PROBLEM TO SOLVE
Every line from the one with "For every instance of the concrete platform, give" through the end of the records below should be restated word for word, and nothing outside that span.

# Start of GIVEN DATA

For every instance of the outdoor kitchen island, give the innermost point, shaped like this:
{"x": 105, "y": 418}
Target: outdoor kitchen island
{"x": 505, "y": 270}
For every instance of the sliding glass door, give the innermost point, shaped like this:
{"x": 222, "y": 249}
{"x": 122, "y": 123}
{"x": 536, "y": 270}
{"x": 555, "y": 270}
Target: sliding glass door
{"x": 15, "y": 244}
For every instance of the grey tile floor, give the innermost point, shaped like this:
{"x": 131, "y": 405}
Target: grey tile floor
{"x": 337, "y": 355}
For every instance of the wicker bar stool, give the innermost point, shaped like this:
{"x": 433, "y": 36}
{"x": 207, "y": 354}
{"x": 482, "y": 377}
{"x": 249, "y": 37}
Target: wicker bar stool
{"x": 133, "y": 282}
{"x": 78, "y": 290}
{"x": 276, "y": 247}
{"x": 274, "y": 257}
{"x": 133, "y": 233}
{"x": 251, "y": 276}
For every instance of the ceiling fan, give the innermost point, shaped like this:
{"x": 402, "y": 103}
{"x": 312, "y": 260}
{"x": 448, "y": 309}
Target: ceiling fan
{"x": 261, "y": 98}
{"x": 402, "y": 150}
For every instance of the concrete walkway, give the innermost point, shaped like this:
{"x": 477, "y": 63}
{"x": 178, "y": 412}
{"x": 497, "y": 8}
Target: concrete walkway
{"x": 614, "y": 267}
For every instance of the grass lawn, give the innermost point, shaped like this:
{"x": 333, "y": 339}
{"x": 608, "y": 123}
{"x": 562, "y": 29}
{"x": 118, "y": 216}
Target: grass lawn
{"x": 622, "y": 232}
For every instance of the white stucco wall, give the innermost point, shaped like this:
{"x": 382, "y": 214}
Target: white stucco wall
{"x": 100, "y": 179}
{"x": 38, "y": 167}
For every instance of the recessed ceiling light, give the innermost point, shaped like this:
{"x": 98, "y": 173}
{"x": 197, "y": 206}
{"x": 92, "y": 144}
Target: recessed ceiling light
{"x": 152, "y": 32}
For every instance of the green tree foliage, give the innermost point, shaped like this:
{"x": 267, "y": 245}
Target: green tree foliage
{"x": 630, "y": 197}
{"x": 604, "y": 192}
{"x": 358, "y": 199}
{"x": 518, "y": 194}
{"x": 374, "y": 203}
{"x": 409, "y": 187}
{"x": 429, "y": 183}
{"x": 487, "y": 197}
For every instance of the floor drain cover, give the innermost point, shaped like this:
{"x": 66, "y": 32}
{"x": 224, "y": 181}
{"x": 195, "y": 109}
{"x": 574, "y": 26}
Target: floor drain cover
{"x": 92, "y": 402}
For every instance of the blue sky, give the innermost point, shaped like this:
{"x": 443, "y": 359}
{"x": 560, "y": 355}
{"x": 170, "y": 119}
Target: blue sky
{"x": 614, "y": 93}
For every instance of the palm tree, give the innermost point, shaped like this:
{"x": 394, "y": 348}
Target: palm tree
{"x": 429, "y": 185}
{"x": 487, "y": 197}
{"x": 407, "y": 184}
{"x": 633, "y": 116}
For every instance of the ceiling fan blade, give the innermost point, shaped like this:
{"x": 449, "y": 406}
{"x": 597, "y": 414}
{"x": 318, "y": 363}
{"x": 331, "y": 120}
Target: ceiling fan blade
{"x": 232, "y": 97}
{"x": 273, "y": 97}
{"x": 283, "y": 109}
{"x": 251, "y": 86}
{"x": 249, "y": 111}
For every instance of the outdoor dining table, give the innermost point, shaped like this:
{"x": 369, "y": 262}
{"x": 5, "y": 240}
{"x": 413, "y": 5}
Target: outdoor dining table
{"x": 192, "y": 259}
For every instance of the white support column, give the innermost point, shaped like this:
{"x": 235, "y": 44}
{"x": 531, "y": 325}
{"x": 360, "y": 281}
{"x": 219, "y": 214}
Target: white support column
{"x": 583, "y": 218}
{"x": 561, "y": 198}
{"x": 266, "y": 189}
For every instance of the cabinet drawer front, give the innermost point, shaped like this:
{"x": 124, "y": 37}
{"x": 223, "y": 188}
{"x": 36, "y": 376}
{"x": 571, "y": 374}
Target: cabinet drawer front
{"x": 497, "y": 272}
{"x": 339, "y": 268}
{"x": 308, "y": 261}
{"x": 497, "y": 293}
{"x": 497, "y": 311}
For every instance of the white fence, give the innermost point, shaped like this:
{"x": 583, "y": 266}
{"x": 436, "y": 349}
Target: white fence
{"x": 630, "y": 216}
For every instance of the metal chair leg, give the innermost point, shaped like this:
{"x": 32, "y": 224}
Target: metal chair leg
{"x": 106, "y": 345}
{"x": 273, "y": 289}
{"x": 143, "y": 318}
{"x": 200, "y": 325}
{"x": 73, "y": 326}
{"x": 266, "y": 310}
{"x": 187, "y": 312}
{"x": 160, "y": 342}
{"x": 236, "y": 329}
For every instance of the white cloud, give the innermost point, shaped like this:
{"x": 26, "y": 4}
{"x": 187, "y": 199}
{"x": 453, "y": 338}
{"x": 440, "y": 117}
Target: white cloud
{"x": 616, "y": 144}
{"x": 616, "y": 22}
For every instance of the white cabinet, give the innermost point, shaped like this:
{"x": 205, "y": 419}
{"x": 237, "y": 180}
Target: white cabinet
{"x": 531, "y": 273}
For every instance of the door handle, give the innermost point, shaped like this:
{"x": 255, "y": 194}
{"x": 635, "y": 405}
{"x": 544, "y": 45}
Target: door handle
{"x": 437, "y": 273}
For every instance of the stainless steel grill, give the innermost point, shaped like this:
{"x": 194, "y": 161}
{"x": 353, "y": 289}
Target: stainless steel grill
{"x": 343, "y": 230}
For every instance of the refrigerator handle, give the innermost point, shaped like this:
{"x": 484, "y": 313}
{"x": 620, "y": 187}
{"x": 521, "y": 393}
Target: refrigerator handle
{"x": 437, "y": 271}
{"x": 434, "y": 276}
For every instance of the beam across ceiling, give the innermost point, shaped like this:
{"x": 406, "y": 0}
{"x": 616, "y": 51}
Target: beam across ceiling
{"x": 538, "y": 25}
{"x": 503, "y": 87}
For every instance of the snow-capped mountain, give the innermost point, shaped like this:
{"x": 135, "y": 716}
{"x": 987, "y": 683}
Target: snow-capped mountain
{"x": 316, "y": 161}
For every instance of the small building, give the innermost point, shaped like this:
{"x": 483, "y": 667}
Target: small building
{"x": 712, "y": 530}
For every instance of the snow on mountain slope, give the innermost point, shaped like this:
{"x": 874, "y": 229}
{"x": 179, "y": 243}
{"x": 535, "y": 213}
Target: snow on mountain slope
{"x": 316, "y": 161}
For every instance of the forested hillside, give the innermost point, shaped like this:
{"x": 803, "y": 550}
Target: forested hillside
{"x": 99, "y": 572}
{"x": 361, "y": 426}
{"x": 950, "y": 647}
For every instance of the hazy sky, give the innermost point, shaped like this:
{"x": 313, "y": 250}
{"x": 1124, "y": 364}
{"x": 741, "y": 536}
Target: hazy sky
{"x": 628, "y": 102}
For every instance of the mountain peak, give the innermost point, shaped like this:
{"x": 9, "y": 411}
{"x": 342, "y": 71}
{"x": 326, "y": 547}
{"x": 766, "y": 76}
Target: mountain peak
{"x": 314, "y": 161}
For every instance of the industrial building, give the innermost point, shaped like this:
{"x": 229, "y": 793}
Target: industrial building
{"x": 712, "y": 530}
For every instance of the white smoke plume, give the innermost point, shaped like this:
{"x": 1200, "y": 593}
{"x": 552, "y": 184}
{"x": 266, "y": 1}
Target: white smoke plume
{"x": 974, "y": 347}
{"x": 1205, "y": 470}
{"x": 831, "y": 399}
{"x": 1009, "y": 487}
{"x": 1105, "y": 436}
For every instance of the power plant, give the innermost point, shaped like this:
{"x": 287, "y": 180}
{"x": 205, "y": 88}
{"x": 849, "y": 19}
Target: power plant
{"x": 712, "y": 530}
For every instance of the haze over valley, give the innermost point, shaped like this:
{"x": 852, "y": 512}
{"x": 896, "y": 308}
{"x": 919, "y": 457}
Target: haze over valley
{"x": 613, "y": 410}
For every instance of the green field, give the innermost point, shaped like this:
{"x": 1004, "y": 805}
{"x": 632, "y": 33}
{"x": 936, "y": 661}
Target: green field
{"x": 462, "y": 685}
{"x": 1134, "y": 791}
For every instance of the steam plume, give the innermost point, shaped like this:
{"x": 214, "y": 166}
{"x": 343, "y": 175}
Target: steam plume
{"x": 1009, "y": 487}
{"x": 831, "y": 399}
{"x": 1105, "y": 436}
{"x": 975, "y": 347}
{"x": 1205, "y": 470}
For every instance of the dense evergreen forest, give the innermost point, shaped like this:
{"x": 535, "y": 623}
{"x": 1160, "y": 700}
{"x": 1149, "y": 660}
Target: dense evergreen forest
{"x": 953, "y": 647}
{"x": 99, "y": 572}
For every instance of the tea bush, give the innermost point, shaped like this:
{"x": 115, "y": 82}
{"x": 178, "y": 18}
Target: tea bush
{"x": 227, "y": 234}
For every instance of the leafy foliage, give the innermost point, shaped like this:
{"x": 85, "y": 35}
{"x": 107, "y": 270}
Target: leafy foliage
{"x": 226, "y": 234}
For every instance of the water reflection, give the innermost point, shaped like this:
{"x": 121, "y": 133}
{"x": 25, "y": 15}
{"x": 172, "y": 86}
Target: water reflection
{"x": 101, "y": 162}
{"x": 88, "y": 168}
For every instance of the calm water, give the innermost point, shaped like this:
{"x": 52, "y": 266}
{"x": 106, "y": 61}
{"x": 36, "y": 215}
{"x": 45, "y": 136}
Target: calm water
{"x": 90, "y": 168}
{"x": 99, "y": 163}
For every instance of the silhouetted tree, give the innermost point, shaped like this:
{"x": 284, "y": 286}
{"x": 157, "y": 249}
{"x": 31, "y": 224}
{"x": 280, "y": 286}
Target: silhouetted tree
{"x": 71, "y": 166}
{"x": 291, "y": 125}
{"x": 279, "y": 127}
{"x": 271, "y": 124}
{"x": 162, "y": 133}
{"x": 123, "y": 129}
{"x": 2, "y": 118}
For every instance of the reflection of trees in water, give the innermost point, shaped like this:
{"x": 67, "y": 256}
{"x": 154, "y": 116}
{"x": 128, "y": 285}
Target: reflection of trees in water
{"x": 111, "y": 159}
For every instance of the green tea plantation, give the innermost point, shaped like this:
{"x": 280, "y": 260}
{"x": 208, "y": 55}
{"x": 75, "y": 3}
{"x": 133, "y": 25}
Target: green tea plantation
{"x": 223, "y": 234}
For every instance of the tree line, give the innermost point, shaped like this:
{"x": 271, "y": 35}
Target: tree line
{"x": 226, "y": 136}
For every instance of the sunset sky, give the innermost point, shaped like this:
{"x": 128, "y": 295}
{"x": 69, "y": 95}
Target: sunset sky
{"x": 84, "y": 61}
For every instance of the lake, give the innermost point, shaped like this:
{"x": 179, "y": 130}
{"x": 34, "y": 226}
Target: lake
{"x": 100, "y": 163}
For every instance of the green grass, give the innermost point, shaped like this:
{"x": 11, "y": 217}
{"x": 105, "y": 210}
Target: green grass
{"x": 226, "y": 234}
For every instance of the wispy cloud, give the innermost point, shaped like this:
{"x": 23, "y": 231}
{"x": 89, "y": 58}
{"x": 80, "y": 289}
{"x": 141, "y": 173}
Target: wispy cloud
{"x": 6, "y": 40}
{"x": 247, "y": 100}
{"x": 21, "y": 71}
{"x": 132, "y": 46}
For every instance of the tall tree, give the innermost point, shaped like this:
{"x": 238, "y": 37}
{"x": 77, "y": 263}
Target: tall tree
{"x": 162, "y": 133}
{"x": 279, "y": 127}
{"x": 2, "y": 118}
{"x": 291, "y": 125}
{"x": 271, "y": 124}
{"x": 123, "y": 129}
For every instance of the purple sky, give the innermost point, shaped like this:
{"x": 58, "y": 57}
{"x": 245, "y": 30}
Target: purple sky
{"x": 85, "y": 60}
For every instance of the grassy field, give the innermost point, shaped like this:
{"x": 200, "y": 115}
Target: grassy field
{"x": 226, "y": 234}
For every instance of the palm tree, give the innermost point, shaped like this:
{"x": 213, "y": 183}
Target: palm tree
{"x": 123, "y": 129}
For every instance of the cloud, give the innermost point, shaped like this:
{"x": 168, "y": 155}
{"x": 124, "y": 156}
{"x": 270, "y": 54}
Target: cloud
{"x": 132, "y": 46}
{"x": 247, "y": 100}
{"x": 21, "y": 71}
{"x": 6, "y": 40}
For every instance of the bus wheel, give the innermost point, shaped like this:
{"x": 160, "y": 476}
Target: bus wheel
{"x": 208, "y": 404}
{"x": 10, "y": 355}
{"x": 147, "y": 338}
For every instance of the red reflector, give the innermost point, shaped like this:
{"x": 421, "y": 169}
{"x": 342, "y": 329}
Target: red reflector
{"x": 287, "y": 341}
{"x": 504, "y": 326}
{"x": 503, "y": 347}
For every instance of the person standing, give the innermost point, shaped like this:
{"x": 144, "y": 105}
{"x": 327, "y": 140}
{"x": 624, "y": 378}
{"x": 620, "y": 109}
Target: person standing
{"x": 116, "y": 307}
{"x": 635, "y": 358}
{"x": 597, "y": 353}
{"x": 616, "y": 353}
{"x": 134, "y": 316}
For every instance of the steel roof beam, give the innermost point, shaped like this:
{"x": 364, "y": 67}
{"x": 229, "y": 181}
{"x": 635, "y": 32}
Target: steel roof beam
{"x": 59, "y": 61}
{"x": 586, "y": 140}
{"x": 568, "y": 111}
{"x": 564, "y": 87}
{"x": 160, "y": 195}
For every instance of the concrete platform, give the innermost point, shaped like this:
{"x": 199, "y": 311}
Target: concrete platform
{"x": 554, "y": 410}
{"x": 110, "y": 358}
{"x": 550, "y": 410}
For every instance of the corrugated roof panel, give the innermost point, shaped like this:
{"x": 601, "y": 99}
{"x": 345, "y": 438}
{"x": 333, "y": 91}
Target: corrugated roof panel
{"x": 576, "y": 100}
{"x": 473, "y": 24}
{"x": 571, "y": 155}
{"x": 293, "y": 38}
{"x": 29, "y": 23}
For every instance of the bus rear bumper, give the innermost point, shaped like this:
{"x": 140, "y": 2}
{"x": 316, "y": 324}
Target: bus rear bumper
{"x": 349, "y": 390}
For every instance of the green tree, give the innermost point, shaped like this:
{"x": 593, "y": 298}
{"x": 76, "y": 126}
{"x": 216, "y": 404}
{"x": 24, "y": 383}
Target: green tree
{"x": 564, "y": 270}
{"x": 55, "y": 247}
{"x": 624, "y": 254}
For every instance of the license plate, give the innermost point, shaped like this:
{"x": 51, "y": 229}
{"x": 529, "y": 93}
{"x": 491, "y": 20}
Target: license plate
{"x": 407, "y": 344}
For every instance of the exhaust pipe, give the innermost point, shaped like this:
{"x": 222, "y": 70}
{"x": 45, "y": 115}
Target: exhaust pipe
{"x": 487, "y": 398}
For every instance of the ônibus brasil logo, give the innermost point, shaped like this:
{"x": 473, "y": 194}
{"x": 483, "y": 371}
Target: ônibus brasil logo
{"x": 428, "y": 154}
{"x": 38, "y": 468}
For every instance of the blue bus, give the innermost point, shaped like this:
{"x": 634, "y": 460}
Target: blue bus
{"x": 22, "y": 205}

# End of GIVEN DATA

REPLY TO THE EXERCISE
For every instance of the concrete platform, give the innermost point, shaped like this:
{"x": 199, "y": 311}
Target: concrete platform
{"x": 554, "y": 410}
{"x": 110, "y": 358}
{"x": 550, "y": 410}
For every instance of the corrugated roof panel, give the innermost point, shaped like this:
{"x": 601, "y": 99}
{"x": 345, "y": 438}
{"x": 333, "y": 91}
Target: corrugated roof panel
{"x": 576, "y": 100}
{"x": 473, "y": 24}
{"x": 571, "y": 155}
{"x": 293, "y": 38}
{"x": 29, "y": 23}
For every instance of the bus rear bumper, give the innermost point, shaped like this:
{"x": 140, "y": 2}
{"x": 316, "y": 324}
Target: bus rear bumper
{"x": 349, "y": 390}
For every instance of the green tree, give the innermost point, shaped like this:
{"x": 593, "y": 298}
{"x": 76, "y": 126}
{"x": 216, "y": 404}
{"x": 24, "y": 383}
Target: green tree
{"x": 564, "y": 270}
{"x": 55, "y": 247}
{"x": 624, "y": 254}
For every instance of the license plate, give the innermost point, shaped like this:
{"x": 51, "y": 229}
{"x": 529, "y": 93}
{"x": 491, "y": 20}
Target: license plate
{"x": 407, "y": 344}
For every instance of the exhaust pipe, give the innermost point, shaped like this:
{"x": 222, "y": 70}
{"x": 45, "y": 115}
Target: exhaust pipe
{"x": 487, "y": 398}
For every instance of the ônibus brasil logo, give the innermost point, shaped like this:
{"x": 473, "y": 194}
{"x": 483, "y": 371}
Target: ônibus brasil logo
{"x": 428, "y": 154}
{"x": 38, "y": 468}
For every instance of the blue bus, give the innermost point, shaped like this:
{"x": 634, "y": 460}
Target: blue bus
{"x": 22, "y": 205}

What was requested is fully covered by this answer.